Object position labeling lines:
▼

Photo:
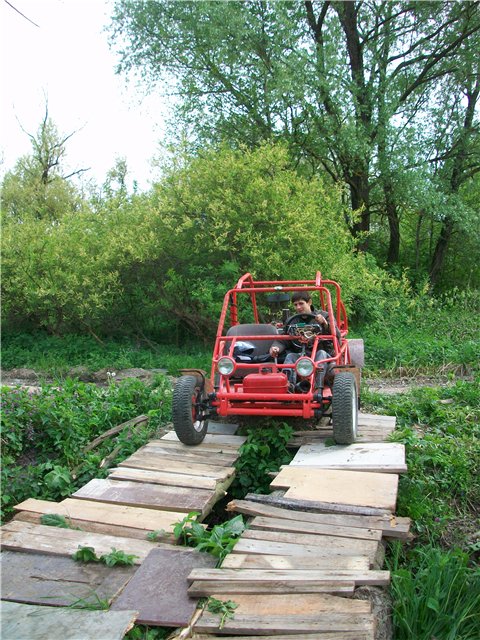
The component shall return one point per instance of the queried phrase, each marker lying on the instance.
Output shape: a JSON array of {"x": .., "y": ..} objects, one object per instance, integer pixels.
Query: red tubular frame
[{"x": 230, "y": 399}]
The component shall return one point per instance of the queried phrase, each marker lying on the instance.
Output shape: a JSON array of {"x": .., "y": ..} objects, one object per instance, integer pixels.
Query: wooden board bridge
[{"x": 297, "y": 570}]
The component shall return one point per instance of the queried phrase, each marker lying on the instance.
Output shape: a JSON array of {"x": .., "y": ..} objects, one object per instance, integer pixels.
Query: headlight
[
  {"x": 304, "y": 367},
  {"x": 226, "y": 366}
]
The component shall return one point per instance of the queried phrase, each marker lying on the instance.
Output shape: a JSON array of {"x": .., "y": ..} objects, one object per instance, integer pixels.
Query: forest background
[{"x": 333, "y": 136}]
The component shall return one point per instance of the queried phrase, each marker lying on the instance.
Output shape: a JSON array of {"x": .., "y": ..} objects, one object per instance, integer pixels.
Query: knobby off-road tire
[
  {"x": 344, "y": 408},
  {"x": 188, "y": 427}
]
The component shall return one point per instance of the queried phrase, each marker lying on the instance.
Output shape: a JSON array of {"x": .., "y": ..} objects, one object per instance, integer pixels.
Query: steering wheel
[{"x": 292, "y": 328}]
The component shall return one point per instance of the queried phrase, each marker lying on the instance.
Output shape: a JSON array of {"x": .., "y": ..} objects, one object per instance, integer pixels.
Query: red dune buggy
[{"x": 246, "y": 380}]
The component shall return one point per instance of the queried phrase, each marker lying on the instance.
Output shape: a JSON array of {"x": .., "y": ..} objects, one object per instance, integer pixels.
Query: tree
[
  {"x": 39, "y": 186},
  {"x": 340, "y": 81}
]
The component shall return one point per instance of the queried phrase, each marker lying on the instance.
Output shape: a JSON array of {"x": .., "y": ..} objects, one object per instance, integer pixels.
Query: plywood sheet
[
  {"x": 85, "y": 510},
  {"x": 158, "y": 591},
  {"x": 25, "y": 536},
  {"x": 163, "y": 477},
  {"x": 345, "y": 487},
  {"x": 382, "y": 457},
  {"x": 282, "y": 524},
  {"x": 254, "y": 561},
  {"x": 155, "y": 463},
  {"x": 58, "y": 581},
  {"x": 30, "y": 622},
  {"x": 152, "y": 496}
]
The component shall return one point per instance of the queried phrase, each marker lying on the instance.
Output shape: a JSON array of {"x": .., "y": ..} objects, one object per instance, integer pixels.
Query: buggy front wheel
[
  {"x": 344, "y": 408},
  {"x": 188, "y": 415}
]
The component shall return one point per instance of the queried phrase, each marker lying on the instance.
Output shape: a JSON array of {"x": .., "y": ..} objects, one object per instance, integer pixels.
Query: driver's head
[{"x": 302, "y": 301}]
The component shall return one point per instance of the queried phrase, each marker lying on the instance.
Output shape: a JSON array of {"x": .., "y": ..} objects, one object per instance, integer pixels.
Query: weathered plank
[
  {"x": 390, "y": 525},
  {"x": 358, "y": 488},
  {"x": 162, "y": 477},
  {"x": 316, "y": 506},
  {"x": 25, "y": 536},
  {"x": 224, "y": 428},
  {"x": 150, "y": 496},
  {"x": 342, "y": 546},
  {"x": 151, "y": 461},
  {"x": 381, "y": 457},
  {"x": 165, "y": 457},
  {"x": 84, "y": 510},
  {"x": 286, "y": 576},
  {"x": 58, "y": 581},
  {"x": 321, "y": 622},
  {"x": 202, "y": 588},
  {"x": 282, "y": 524},
  {"x": 213, "y": 438},
  {"x": 30, "y": 622},
  {"x": 99, "y": 527},
  {"x": 158, "y": 591},
  {"x": 254, "y": 561}
]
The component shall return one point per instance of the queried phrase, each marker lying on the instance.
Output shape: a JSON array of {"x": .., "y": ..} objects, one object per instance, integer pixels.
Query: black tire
[
  {"x": 189, "y": 426},
  {"x": 344, "y": 408}
]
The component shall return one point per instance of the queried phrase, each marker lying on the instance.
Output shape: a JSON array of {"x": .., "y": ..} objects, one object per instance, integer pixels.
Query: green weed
[
  {"x": 265, "y": 450},
  {"x": 436, "y": 594}
]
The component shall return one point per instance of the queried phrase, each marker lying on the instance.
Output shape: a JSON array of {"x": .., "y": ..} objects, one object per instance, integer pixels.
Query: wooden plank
[
  {"x": 224, "y": 428},
  {"x": 82, "y": 510},
  {"x": 25, "y": 536},
  {"x": 165, "y": 458},
  {"x": 316, "y": 506},
  {"x": 150, "y": 496},
  {"x": 321, "y": 622},
  {"x": 274, "y": 577},
  {"x": 203, "y": 588},
  {"x": 158, "y": 591},
  {"x": 346, "y": 487},
  {"x": 143, "y": 461},
  {"x": 342, "y": 546},
  {"x": 282, "y": 524},
  {"x": 213, "y": 438},
  {"x": 253, "y": 561},
  {"x": 390, "y": 525},
  {"x": 36, "y": 578},
  {"x": 162, "y": 477},
  {"x": 29, "y": 622},
  {"x": 297, "y": 605},
  {"x": 99, "y": 527},
  {"x": 381, "y": 457}
]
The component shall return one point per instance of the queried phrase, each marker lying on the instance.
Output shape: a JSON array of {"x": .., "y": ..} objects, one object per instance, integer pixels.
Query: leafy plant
[
  {"x": 118, "y": 558},
  {"x": 265, "y": 450},
  {"x": 219, "y": 541},
  {"x": 224, "y": 608},
  {"x": 85, "y": 554}
]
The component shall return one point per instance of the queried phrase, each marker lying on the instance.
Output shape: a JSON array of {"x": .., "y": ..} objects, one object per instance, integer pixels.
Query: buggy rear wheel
[
  {"x": 344, "y": 408},
  {"x": 188, "y": 420}
]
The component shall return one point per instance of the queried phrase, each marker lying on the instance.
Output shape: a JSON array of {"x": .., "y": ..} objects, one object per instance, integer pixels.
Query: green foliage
[
  {"x": 224, "y": 608},
  {"x": 440, "y": 428},
  {"x": 436, "y": 594},
  {"x": 112, "y": 559},
  {"x": 219, "y": 541},
  {"x": 265, "y": 450},
  {"x": 44, "y": 434},
  {"x": 119, "y": 558}
]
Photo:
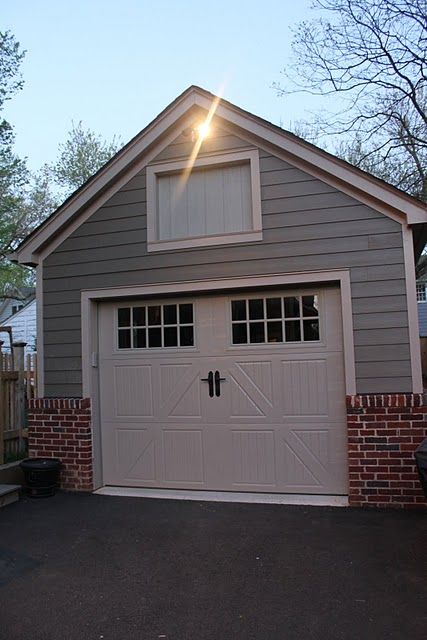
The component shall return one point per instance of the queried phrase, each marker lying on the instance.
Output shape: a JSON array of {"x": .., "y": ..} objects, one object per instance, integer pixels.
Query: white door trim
[{"x": 89, "y": 298}]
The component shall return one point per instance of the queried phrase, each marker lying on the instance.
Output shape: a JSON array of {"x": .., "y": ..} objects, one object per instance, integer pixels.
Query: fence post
[
  {"x": 21, "y": 409},
  {"x": 2, "y": 405}
]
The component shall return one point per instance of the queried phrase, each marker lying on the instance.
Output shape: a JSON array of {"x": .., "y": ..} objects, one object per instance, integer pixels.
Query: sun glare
[{"x": 203, "y": 130}]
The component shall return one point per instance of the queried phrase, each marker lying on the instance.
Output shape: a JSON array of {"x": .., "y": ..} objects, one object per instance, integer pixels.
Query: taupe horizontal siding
[{"x": 307, "y": 225}]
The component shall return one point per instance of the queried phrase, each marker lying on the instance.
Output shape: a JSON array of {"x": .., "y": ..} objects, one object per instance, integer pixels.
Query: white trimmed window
[
  {"x": 217, "y": 202},
  {"x": 421, "y": 292}
]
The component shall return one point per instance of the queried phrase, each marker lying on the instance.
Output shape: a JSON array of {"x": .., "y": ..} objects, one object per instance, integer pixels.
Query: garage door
[{"x": 237, "y": 393}]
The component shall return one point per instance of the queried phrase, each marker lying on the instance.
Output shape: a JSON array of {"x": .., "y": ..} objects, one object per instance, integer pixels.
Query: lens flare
[{"x": 203, "y": 130}]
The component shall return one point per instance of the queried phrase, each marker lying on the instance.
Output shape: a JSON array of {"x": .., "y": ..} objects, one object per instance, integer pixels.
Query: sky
[{"x": 115, "y": 65}]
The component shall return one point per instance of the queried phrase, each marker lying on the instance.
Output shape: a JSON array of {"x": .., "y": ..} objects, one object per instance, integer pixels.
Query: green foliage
[
  {"x": 371, "y": 58},
  {"x": 83, "y": 153},
  {"x": 13, "y": 171},
  {"x": 26, "y": 198}
]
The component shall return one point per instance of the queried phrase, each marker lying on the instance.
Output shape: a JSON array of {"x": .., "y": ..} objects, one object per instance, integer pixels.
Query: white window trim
[{"x": 155, "y": 170}]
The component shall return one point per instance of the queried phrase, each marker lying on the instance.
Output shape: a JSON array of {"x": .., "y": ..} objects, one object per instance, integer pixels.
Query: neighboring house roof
[
  {"x": 183, "y": 111},
  {"x": 25, "y": 296},
  {"x": 23, "y": 324}
]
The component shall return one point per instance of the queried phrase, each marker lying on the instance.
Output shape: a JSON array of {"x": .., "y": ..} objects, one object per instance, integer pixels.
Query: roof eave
[{"x": 407, "y": 209}]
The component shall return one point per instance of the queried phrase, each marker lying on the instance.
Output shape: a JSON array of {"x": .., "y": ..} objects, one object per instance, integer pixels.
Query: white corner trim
[
  {"x": 90, "y": 298},
  {"x": 411, "y": 303},
  {"x": 40, "y": 330},
  {"x": 223, "y": 159}
]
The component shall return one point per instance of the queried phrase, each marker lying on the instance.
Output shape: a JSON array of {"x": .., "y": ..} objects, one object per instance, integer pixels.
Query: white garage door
[{"x": 238, "y": 393}]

▲

Extract every line above that contains the string "roof".

Finished task →
Query: neighboring house roof
Query: roof eave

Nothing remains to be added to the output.